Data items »
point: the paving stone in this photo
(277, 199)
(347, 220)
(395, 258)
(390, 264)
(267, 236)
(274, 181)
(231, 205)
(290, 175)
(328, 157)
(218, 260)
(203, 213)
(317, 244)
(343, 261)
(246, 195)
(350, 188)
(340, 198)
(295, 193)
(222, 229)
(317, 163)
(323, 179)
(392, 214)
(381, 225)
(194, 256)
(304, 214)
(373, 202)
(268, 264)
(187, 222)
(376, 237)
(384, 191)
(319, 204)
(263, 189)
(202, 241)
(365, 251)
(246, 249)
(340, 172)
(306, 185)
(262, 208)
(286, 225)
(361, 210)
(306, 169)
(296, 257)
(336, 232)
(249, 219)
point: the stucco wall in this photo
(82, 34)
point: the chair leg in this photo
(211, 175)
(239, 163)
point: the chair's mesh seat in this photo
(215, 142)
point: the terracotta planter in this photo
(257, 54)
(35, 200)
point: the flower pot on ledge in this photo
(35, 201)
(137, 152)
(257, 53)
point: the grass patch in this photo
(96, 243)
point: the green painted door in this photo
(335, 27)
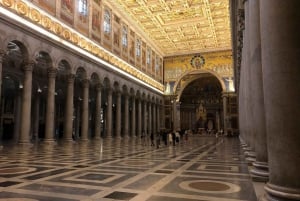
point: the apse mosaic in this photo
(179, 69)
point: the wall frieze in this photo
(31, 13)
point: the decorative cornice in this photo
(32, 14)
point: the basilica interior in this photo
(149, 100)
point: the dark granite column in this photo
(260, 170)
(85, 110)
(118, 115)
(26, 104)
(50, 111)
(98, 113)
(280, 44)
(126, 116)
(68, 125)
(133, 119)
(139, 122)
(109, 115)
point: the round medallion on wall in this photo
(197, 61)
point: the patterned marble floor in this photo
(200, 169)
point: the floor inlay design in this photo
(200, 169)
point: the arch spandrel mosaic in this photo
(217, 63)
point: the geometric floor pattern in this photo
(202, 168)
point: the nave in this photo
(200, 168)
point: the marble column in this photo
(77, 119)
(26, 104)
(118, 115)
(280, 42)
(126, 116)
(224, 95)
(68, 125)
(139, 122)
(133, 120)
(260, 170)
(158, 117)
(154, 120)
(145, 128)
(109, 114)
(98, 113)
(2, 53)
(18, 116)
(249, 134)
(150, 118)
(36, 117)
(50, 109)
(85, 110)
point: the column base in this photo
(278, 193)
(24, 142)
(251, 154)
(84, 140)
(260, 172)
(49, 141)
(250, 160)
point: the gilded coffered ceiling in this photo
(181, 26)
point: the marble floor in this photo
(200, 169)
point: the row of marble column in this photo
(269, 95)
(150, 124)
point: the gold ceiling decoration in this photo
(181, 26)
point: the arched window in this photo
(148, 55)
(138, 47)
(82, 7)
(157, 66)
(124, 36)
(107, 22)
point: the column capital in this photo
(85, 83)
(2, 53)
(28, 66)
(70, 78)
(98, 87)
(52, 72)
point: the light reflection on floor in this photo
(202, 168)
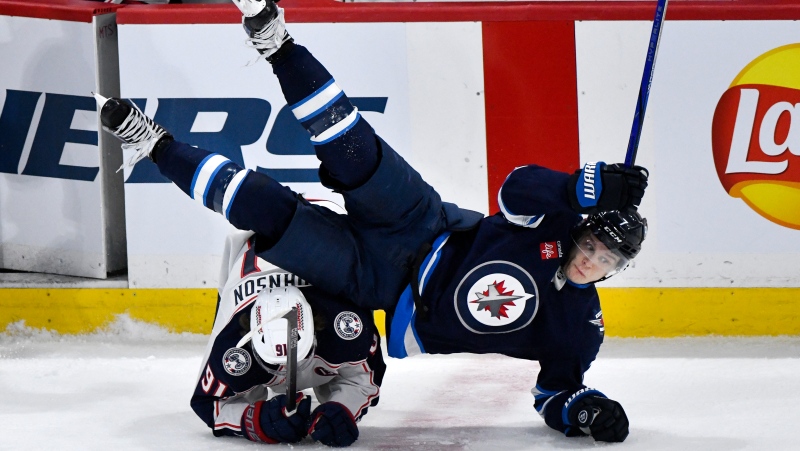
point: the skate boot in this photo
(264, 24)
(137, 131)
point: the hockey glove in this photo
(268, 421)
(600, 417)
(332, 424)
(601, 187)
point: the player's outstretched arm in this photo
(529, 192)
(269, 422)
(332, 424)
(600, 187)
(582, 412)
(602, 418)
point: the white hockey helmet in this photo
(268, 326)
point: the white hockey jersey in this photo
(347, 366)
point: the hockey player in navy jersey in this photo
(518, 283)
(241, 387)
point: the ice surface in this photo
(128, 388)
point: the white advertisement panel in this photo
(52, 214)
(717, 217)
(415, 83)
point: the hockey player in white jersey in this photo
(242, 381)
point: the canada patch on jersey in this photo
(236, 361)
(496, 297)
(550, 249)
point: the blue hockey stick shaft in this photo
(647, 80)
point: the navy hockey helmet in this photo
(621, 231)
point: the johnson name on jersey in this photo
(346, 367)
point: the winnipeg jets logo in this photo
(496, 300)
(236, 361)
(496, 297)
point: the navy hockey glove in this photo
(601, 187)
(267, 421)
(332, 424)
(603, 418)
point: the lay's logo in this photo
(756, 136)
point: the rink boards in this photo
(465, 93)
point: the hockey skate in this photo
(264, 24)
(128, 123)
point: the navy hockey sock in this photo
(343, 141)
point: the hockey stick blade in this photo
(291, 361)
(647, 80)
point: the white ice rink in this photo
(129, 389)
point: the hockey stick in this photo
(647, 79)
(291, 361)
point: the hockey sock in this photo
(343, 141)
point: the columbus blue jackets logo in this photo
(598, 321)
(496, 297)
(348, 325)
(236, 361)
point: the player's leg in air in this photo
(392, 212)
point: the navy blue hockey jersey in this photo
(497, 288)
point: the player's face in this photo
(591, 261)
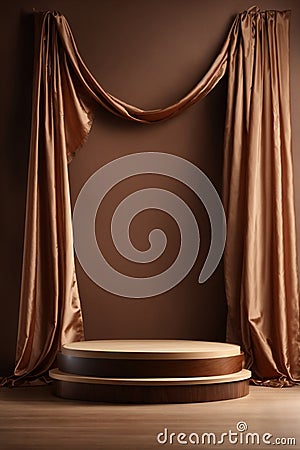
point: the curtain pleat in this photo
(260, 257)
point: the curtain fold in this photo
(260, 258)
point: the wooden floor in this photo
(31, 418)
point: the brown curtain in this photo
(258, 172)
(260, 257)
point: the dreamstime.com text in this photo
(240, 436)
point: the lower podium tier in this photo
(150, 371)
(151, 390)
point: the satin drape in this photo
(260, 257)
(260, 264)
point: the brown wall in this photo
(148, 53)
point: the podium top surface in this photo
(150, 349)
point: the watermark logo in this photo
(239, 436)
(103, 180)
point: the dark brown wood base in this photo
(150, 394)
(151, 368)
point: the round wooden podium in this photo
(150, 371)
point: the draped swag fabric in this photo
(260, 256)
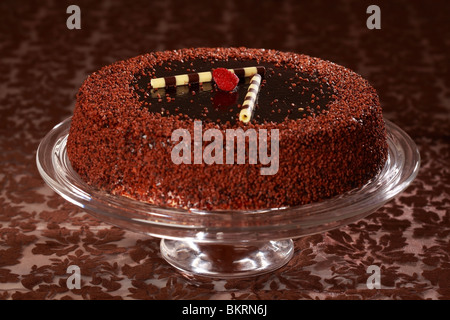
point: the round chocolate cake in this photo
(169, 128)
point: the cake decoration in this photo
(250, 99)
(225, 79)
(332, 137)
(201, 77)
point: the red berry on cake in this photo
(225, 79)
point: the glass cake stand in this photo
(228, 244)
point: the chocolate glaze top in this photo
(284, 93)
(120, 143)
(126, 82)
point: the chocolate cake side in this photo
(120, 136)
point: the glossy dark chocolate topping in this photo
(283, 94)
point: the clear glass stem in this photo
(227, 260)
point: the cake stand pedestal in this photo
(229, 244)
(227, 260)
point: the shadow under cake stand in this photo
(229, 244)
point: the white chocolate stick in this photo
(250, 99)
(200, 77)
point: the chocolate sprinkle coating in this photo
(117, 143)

---

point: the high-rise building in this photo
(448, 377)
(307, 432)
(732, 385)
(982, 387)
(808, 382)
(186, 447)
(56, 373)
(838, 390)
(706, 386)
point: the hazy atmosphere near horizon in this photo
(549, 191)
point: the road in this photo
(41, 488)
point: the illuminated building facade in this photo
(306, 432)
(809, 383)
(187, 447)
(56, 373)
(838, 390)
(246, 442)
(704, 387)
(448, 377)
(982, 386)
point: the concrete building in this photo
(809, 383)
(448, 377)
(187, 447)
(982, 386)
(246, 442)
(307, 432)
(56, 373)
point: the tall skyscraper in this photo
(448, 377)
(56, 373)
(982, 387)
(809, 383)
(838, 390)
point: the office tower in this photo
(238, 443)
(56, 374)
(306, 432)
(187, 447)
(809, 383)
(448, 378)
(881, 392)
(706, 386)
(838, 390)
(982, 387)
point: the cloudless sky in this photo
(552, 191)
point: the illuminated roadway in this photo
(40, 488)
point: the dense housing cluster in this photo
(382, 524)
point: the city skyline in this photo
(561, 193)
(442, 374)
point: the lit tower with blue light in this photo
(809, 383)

STATED GOAL » How many lines of the listing contain the string "curtain"? Case matters; give only the number.

CORRECT RESPONSE » 3